* START STORED RECORDS *

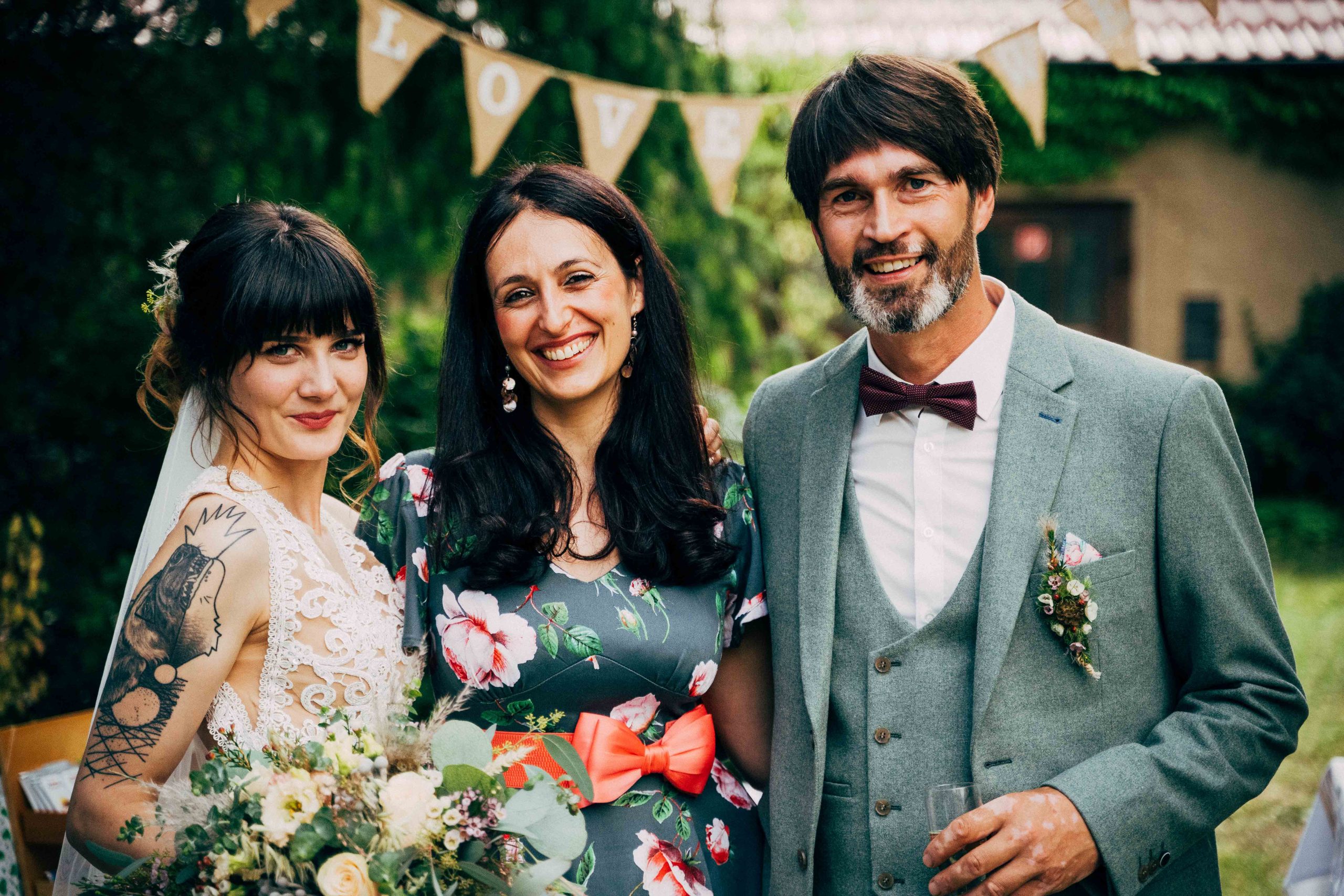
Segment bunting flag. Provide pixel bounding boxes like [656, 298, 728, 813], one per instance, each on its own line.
[976, 22, 1046, 149]
[566, 74, 660, 184]
[680, 96, 765, 215]
[1065, 0, 1161, 75]
[458, 40, 555, 175]
[356, 0, 447, 114]
[245, 0, 295, 38]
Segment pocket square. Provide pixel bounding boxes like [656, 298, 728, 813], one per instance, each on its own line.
[1065, 532, 1101, 567]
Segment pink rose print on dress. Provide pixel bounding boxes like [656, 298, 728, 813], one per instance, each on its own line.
[710, 759, 755, 809]
[1065, 532, 1101, 567]
[377, 451, 406, 482]
[691, 660, 719, 697]
[704, 818, 729, 865]
[406, 463, 434, 516]
[434, 586, 536, 688]
[411, 548, 429, 582]
[610, 693, 658, 733]
[634, 830, 713, 896]
[737, 591, 770, 625]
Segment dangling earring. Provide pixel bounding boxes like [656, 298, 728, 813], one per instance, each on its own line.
[621, 314, 640, 379]
[500, 361, 518, 414]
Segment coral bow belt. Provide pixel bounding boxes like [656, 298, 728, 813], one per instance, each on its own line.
[495, 707, 715, 807]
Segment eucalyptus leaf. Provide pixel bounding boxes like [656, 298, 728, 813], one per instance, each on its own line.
[502, 858, 570, 896]
[441, 764, 495, 793]
[499, 778, 587, 861]
[430, 719, 494, 768]
[457, 862, 513, 896]
[85, 840, 136, 868]
[542, 735, 593, 800]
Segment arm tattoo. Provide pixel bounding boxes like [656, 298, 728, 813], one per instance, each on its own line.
[85, 504, 255, 786]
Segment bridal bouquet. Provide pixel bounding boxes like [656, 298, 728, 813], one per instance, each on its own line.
[81, 697, 591, 896]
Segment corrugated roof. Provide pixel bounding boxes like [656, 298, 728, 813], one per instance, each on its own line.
[677, 0, 1344, 63]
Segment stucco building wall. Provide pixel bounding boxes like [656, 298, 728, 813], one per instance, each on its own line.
[999, 133, 1344, 379]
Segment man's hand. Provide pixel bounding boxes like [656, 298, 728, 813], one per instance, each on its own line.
[923, 787, 1099, 896]
[695, 404, 723, 466]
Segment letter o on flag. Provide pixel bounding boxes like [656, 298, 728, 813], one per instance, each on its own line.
[476, 60, 523, 117]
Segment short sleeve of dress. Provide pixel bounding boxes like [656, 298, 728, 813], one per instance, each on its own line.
[356, 451, 433, 649]
[716, 461, 769, 648]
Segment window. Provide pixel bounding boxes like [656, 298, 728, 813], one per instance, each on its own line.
[979, 203, 1129, 343]
[1185, 297, 1223, 364]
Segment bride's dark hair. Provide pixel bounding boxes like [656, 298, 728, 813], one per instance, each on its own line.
[137, 200, 387, 497]
[430, 164, 737, 588]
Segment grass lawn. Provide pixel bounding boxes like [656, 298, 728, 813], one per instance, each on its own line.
[1217, 571, 1344, 896]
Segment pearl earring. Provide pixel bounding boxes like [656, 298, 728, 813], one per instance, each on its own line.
[500, 361, 518, 414]
[621, 314, 640, 379]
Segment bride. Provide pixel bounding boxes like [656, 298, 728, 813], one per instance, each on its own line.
[57, 202, 419, 893]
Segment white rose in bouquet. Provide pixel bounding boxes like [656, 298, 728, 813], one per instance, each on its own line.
[259, 768, 322, 846]
[377, 771, 438, 848]
[317, 853, 377, 896]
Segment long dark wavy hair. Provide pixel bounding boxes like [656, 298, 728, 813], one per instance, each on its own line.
[430, 164, 735, 588]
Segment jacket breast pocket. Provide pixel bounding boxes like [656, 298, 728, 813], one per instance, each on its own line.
[1074, 548, 1138, 586]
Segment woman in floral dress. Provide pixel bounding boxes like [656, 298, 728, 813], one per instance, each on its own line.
[360, 165, 771, 896]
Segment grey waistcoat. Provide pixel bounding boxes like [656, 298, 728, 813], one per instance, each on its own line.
[816, 477, 982, 896]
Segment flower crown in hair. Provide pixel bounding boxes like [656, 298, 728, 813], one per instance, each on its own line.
[140, 239, 190, 314]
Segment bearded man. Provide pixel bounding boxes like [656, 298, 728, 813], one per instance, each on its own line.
[744, 55, 1306, 896]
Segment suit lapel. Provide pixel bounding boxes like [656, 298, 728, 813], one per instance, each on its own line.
[799, 332, 867, 740]
[973, 293, 1078, 725]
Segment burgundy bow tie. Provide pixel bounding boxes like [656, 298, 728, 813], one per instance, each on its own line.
[859, 364, 976, 430]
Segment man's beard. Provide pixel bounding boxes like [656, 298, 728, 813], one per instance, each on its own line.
[821, 211, 976, 333]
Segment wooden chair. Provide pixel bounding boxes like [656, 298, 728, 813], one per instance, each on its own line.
[0, 709, 93, 896]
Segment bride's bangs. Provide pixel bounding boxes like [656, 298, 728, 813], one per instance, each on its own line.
[226, 231, 380, 355]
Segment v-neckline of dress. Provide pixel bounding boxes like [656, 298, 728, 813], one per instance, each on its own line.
[550, 560, 621, 584]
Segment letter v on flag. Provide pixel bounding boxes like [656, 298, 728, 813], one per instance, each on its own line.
[356, 0, 447, 114]
[976, 23, 1046, 149]
[566, 74, 658, 184]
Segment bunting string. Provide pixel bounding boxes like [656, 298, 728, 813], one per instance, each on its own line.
[246, 0, 1199, 215]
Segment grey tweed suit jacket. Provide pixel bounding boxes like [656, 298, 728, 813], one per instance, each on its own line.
[744, 293, 1306, 896]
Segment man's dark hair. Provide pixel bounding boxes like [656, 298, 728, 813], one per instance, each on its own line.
[785, 54, 1003, 220]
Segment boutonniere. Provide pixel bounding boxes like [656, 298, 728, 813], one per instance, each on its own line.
[1036, 519, 1101, 678]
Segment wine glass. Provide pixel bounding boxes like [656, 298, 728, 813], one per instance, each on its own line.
[929, 782, 984, 893]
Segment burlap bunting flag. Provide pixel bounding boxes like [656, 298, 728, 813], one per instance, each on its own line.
[1065, 0, 1157, 75]
[460, 40, 552, 175]
[976, 23, 1046, 148]
[243, 0, 295, 38]
[356, 0, 447, 113]
[680, 97, 766, 215]
[567, 74, 658, 184]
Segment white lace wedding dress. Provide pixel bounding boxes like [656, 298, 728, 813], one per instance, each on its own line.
[177, 466, 422, 750]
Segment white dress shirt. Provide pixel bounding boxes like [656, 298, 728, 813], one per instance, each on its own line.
[849, 277, 1015, 629]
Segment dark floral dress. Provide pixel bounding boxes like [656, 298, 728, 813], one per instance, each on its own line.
[359, 451, 768, 896]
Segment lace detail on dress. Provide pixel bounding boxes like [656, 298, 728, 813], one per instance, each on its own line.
[178, 466, 421, 750]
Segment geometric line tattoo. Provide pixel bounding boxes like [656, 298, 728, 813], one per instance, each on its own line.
[85, 504, 255, 787]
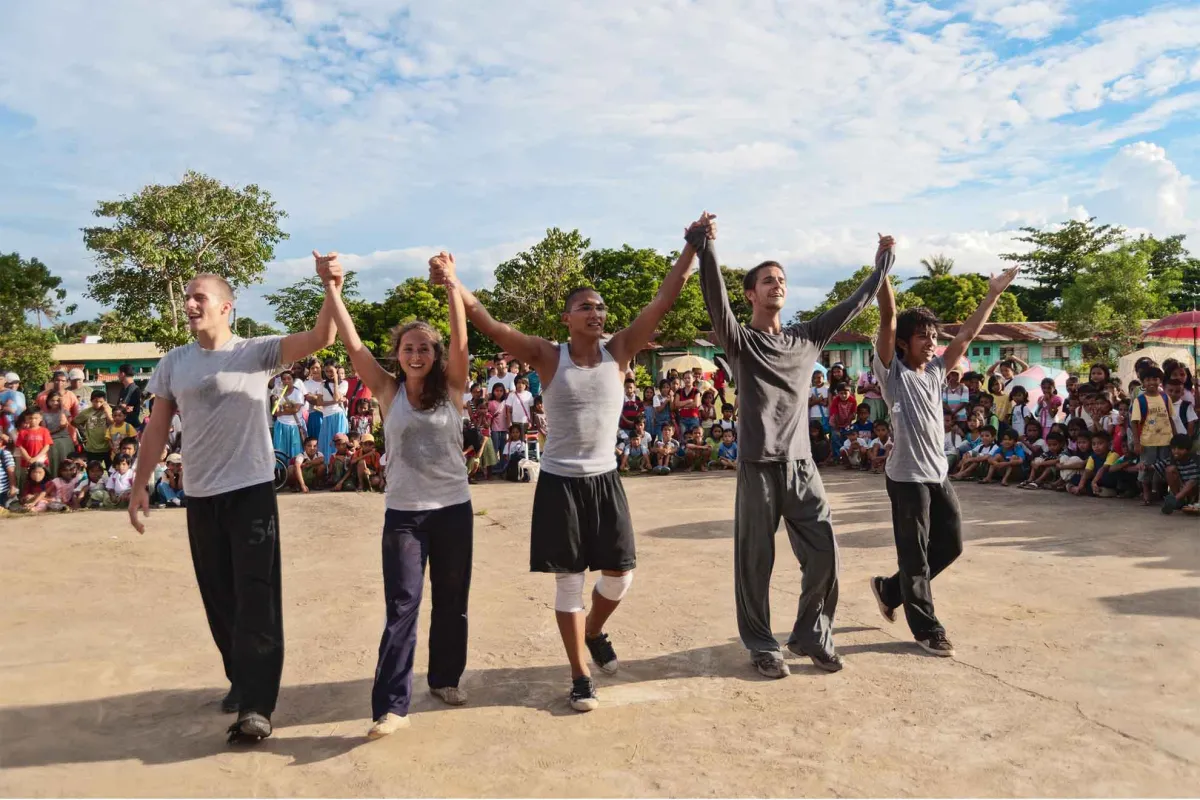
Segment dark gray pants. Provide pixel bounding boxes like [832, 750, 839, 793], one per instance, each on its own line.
[733, 459, 839, 654]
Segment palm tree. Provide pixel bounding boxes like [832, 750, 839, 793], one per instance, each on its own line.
[910, 253, 954, 281]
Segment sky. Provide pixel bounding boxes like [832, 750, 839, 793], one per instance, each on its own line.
[0, 0, 1200, 328]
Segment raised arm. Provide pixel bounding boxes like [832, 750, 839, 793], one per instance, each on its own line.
[280, 251, 342, 363]
[314, 251, 396, 411]
[792, 240, 896, 347]
[607, 211, 716, 363]
[942, 266, 1021, 365]
[430, 251, 470, 410]
[875, 236, 896, 369]
[430, 266, 558, 376]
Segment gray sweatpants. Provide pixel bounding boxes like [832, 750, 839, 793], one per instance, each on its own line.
[733, 458, 839, 654]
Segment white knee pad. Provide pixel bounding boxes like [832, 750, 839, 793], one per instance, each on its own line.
[596, 571, 634, 602]
[554, 572, 583, 614]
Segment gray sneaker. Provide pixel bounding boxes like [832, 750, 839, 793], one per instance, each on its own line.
[750, 650, 792, 680]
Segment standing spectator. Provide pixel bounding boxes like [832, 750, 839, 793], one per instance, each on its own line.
[504, 379, 533, 441]
[116, 363, 142, 428]
[71, 389, 113, 467]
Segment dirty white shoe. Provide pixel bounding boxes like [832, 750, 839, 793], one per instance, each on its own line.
[430, 686, 467, 705]
[367, 711, 409, 739]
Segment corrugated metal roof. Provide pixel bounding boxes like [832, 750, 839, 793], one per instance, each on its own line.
[54, 342, 163, 362]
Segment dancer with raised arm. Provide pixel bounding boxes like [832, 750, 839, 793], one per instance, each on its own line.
[130, 253, 342, 742]
[689, 221, 893, 678]
[321, 252, 475, 739]
[432, 216, 708, 711]
[871, 251, 1019, 656]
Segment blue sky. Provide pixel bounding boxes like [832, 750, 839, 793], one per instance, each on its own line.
[0, 0, 1200, 319]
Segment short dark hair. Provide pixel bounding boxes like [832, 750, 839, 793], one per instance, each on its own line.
[896, 307, 941, 347]
[742, 261, 787, 291]
[563, 287, 600, 311]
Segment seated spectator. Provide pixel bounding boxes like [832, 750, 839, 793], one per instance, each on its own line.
[871, 420, 894, 474]
[1018, 431, 1067, 489]
[288, 437, 326, 494]
[13, 461, 50, 513]
[617, 416, 652, 473]
[650, 422, 679, 475]
[716, 428, 738, 469]
[950, 425, 1000, 481]
[104, 453, 133, 509]
[683, 427, 713, 473]
[979, 428, 1028, 486]
[1154, 433, 1200, 513]
[155, 453, 187, 509]
[942, 411, 964, 471]
[1050, 428, 1092, 492]
[354, 432, 384, 492]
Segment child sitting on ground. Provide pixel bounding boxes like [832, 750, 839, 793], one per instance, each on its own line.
[950, 425, 1000, 481]
[1154, 433, 1200, 513]
[716, 429, 738, 469]
[684, 428, 713, 473]
[650, 422, 679, 475]
[870, 420, 894, 475]
[1018, 432, 1067, 489]
[809, 420, 833, 467]
[979, 431, 1028, 486]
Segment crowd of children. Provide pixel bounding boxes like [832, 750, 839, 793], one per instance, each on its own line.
[809, 359, 1200, 513]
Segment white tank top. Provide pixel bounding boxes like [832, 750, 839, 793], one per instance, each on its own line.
[541, 344, 625, 477]
[383, 384, 470, 511]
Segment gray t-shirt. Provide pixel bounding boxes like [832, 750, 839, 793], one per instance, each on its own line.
[146, 336, 283, 498]
[871, 353, 947, 483]
[689, 230, 895, 462]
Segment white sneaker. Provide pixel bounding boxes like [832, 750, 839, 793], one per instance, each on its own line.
[367, 711, 409, 739]
[430, 686, 467, 705]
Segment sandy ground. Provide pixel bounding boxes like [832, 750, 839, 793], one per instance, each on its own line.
[0, 471, 1200, 796]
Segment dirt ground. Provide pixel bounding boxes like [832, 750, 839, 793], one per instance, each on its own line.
[0, 471, 1200, 796]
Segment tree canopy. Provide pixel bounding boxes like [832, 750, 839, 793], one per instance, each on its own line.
[83, 172, 288, 349]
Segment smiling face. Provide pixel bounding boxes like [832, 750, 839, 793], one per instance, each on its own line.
[184, 278, 233, 333]
[563, 289, 608, 339]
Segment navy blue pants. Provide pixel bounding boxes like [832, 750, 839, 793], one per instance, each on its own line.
[371, 501, 475, 720]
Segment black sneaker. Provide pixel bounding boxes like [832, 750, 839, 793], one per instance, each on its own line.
[583, 633, 620, 675]
[750, 650, 792, 680]
[570, 675, 600, 712]
[871, 576, 896, 622]
[228, 711, 271, 745]
[787, 642, 846, 672]
[917, 631, 954, 658]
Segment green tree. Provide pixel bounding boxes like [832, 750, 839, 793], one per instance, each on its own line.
[490, 228, 592, 341]
[911, 272, 1025, 323]
[1001, 217, 1124, 320]
[0, 253, 67, 331]
[792, 266, 922, 338]
[1058, 243, 1170, 356]
[912, 253, 954, 281]
[83, 172, 288, 347]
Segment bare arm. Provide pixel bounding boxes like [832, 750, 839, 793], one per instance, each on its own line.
[130, 397, 175, 534]
[792, 240, 896, 347]
[875, 236, 896, 368]
[430, 252, 470, 410]
[942, 266, 1021, 365]
[607, 211, 716, 363]
[308, 253, 396, 419]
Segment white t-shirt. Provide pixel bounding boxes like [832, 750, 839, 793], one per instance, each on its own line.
[504, 391, 533, 425]
[809, 386, 829, 420]
[275, 385, 305, 428]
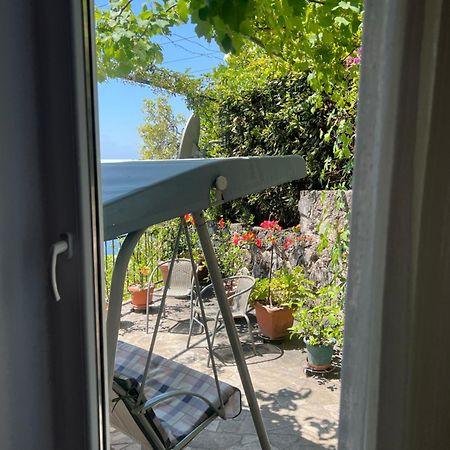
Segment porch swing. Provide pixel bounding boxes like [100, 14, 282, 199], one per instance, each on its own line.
[102, 118, 305, 450]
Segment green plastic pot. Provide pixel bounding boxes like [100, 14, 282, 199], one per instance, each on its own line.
[303, 338, 335, 370]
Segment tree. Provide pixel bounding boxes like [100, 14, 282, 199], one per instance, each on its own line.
[139, 96, 186, 159]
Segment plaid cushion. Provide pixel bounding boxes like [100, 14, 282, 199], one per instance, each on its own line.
[115, 341, 241, 446]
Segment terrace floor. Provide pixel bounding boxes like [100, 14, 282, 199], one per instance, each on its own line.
[111, 299, 340, 450]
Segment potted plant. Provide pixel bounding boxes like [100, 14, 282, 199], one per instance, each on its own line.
[250, 266, 311, 340]
[128, 266, 154, 310]
[290, 283, 344, 370]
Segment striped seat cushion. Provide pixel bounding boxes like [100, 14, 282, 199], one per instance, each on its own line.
[115, 341, 241, 448]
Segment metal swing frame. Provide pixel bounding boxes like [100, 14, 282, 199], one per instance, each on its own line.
[107, 212, 271, 450]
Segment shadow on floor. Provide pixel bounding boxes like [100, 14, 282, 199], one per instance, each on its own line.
[187, 388, 337, 450]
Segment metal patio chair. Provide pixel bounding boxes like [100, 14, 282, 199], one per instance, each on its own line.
[187, 275, 257, 367]
[146, 258, 194, 334]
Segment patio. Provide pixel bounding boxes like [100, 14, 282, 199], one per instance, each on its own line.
[111, 298, 340, 450]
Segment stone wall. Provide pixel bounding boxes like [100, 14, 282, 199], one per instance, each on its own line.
[298, 191, 352, 285]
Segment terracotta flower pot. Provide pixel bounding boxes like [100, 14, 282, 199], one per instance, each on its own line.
[128, 285, 155, 310]
[255, 302, 294, 340]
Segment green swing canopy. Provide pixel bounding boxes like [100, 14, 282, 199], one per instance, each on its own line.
[101, 155, 305, 240]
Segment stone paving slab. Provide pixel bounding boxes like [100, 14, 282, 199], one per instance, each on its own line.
[111, 299, 340, 450]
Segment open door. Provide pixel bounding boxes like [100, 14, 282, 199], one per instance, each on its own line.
[0, 0, 109, 450]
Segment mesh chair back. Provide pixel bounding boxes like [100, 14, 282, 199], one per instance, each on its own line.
[230, 275, 255, 316]
[160, 258, 194, 295]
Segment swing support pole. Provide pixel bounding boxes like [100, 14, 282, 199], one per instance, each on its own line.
[192, 211, 271, 450]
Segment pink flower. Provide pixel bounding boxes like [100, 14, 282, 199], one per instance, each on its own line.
[260, 220, 282, 231]
[242, 231, 256, 242]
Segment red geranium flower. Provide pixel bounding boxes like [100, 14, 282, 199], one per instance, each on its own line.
[260, 220, 282, 231]
[242, 231, 256, 242]
[184, 214, 195, 225]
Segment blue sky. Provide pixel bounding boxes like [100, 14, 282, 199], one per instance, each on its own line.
[98, 24, 223, 159]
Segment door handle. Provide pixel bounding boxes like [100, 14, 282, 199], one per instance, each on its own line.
[50, 233, 72, 302]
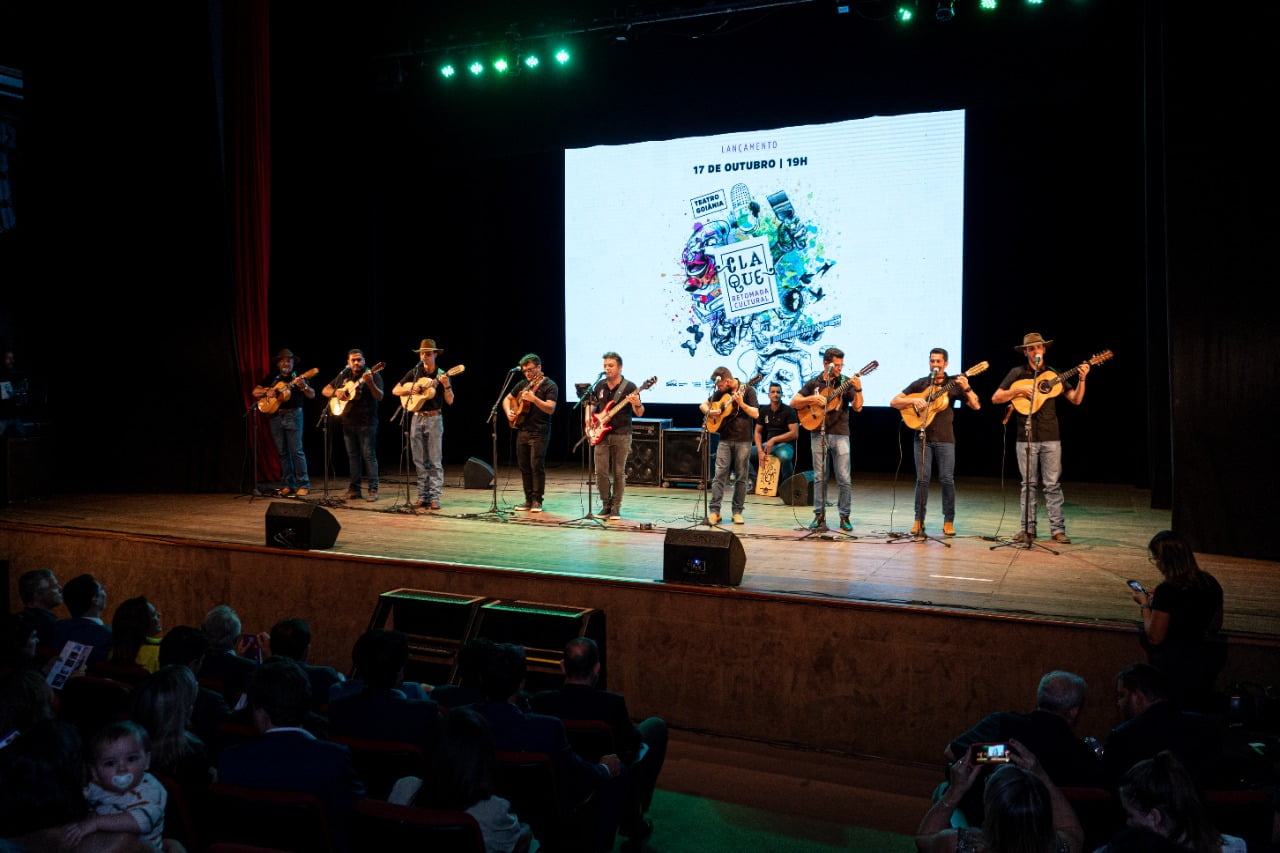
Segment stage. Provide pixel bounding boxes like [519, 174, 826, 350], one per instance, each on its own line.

* END STORED RECORDS *

Rewrite the items from the line that contains "Segment wooden chair." through the line that contains "[226, 231, 380, 355]", replacing "bangs" with "fringe" and leaving everything else unchanged.

Segment wooden chair. Provide pixel bounding boxes like [656, 298, 728, 813], one per instance, each on its own line.
[0, 709, 93, 896]
Segment bride's fringe. Provide pixel bounding boxes like [656, 298, 728, 813], one per instance, each on its own line.
[226, 231, 380, 355]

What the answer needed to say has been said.